### TEXT FOR ANALYSIS:
= Beginning of Section =

Tell HN: LLMs Are Manipulative

2 mike_tyson 9 7/22/2025, 5:33:37 PM
I asked GPT and Claude a question from the perspective of employee. It was very supportive of the employee.

I then asked the exact same question but from the company/HR perspective and it totally flipped its view and painted the employee in a very negative light.

Depending on the perspective of the person asking, you get two completely contradictory answers based on the perceived interests of each person.

Considering how many people I see now deferring or outsourcing their thinking to AI. This seems very dangerous.

Comments (9)

labrador · 21h ago
This is not surprising. The training data likely contains many instances of employees defending themselves and getting supportive comments. From Reddit for example. The training data also likely contains many instances of employees behaving badly and being criticized by people. Your prompts are steering the LLM to those different parts of the training.

= End of Section =

[Records from a data collection]
= Beginning of Section =

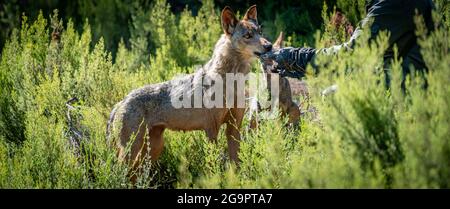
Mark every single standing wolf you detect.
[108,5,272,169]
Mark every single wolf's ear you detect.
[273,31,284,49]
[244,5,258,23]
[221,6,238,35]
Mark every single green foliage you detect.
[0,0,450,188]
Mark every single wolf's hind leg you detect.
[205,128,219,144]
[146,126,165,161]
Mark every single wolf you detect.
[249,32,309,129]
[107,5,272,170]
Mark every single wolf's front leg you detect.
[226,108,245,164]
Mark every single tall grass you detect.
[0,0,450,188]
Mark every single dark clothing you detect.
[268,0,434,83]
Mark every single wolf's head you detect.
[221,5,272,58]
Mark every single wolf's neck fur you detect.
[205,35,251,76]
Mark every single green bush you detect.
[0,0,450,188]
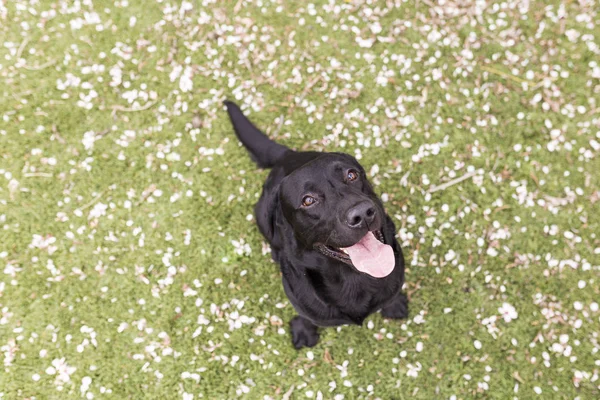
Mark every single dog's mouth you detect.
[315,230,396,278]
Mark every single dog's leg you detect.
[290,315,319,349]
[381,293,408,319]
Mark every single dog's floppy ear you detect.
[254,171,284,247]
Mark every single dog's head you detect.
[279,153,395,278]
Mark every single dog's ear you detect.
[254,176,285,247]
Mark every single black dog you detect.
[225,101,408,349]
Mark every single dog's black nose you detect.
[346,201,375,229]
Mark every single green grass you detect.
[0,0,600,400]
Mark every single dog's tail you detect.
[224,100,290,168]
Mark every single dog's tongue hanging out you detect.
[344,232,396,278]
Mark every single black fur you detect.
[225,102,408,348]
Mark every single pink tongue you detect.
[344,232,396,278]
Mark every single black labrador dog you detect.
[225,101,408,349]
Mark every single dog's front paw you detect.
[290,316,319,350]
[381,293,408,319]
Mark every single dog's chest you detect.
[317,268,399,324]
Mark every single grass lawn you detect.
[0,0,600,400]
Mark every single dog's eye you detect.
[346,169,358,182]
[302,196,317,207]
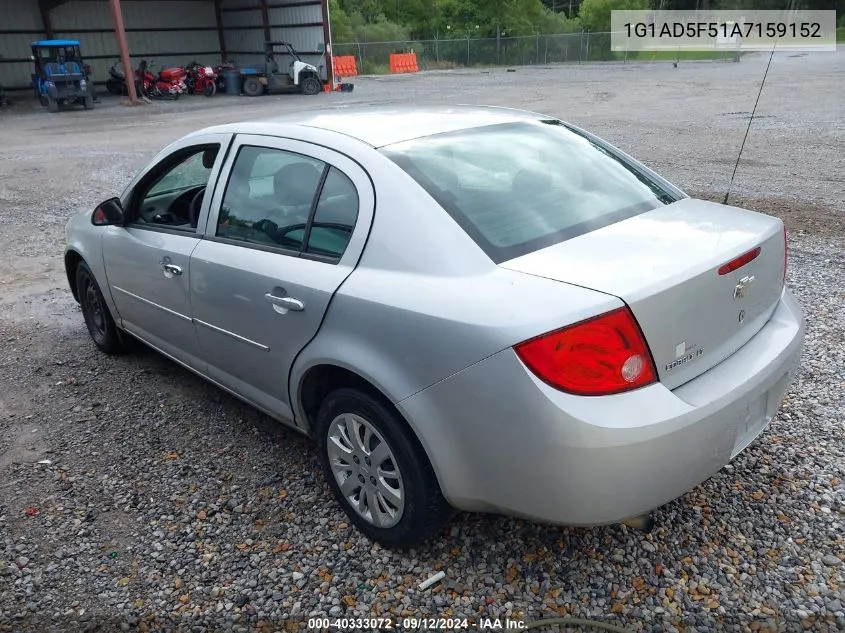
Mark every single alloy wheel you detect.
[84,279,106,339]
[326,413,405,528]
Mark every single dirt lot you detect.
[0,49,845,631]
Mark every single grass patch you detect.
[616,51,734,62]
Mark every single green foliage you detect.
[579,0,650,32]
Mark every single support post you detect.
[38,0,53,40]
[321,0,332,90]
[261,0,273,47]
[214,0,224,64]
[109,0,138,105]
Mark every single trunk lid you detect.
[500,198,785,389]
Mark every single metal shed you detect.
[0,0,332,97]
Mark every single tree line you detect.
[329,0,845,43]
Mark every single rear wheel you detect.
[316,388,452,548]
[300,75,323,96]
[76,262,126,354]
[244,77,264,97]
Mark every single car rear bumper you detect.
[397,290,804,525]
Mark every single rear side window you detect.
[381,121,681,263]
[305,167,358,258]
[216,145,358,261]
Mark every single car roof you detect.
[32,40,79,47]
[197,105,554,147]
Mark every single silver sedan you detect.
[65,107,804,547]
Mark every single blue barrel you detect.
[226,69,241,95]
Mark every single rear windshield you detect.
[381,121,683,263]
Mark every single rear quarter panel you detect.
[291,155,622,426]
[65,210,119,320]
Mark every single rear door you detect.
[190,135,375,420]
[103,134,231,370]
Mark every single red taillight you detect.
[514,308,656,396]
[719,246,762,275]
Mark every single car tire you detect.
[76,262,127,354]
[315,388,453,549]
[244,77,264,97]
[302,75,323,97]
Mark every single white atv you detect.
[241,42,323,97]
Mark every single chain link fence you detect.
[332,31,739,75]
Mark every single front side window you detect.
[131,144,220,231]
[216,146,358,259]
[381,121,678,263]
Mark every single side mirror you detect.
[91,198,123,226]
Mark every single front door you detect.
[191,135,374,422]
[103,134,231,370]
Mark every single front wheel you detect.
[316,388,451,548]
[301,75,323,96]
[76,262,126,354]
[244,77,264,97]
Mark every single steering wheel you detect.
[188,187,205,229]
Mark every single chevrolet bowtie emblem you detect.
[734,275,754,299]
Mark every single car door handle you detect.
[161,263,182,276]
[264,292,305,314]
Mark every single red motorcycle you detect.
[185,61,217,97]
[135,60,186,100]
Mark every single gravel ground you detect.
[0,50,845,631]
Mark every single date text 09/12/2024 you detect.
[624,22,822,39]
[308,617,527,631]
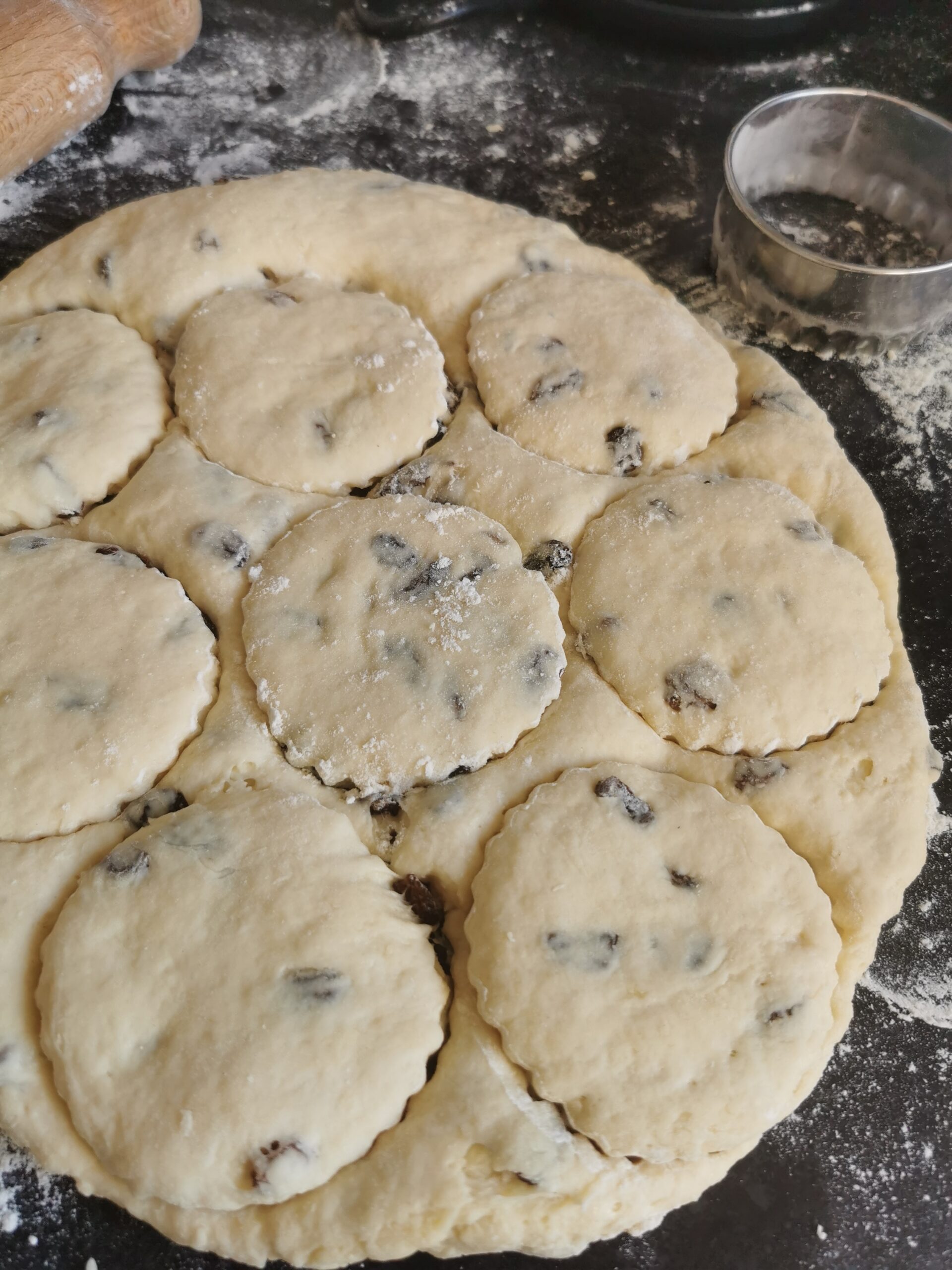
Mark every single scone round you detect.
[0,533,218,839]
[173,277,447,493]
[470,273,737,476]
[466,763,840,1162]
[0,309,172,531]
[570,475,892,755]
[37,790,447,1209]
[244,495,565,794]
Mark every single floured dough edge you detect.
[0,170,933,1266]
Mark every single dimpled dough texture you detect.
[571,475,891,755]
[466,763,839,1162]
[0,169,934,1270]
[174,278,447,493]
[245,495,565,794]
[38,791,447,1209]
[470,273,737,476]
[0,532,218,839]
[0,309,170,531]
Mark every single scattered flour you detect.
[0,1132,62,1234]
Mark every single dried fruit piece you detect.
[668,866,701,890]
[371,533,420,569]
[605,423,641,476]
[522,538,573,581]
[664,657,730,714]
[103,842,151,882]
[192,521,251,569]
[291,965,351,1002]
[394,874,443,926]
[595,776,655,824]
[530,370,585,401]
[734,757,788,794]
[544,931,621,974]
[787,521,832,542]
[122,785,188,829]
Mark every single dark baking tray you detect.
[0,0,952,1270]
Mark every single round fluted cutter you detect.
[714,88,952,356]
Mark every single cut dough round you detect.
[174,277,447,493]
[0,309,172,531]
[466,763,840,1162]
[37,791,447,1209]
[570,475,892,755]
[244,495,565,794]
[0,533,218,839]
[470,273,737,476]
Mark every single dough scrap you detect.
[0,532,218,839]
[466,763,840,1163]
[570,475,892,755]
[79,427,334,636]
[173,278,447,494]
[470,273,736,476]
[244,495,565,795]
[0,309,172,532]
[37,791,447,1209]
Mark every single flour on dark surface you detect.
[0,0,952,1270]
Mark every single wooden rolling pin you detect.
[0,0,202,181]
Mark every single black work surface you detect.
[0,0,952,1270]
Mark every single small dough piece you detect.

= End of Section =

### WORK REQUIRED:
In the forum post about LLMs being manipulative, which two AI models does the poster say they asked?

### COMPLETED EXERCISE:
GPT and Claude